**Work request:** From the records that follow, copy every line that contains the word "pickup".

**Exercise materials:**
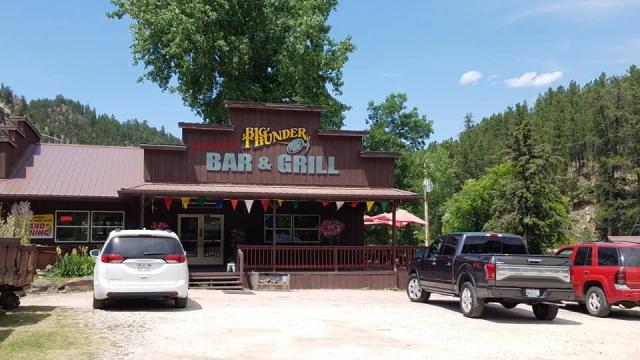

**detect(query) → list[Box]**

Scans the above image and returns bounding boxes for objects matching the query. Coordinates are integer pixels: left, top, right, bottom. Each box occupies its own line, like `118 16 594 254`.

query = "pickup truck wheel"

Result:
460 282 484 318
585 286 611 317
406 274 430 303
532 303 559 320
499 301 518 309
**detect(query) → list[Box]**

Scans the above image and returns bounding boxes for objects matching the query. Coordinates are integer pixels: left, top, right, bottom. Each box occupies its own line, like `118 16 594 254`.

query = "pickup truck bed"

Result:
407 232 575 320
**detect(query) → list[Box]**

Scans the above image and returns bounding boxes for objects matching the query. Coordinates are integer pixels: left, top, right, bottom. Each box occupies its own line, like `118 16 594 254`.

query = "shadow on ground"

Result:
0 306 57 343
102 297 202 312
563 303 640 321
425 299 582 325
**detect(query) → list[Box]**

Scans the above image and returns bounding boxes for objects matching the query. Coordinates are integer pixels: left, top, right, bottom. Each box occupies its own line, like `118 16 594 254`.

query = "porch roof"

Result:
118 182 419 201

**Exercise output:**
query = "pickup truck wheel"
query = "pickup truck bed"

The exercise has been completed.